Segment Open

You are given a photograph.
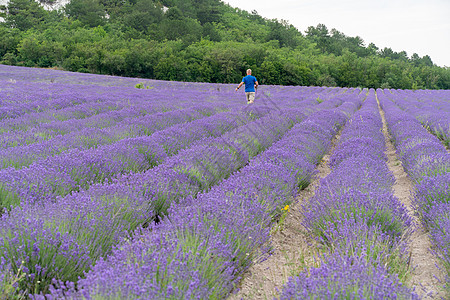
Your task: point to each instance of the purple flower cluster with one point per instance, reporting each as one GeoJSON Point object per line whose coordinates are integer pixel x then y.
{"type": "Point", "coordinates": [356, 218]}
{"type": "Point", "coordinates": [207, 241]}
{"type": "Point", "coordinates": [95, 220]}
{"type": "Point", "coordinates": [427, 162]}
{"type": "Point", "coordinates": [180, 180]}
{"type": "Point", "coordinates": [431, 108]}
{"type": "Point", "coordinates": [345, 276]}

Segment Closed

Restate the whole of the material word for word without the pictures.

Result of the exercise:
You are given a photograph.
Your task: point to each instance of the purple flower cluster with one point per instance, reporting each as one GeoJSON Point object per line whose coordinates are integer pixel x then y.
{"type": "Point", "coordinates": [356, 218]}
{"type": "Point", "coordinates": [207, 241]}
{"type": "Point", "coordinates": [95, 220]}
{"type": "Point", "coordinates": [427, 162]}
{"type": "Point", "coordinates": [180, 180]}
{"type": "Point", "coordinates": [431, 108]}
{"type": "Point", "coordinates": [345, 276]}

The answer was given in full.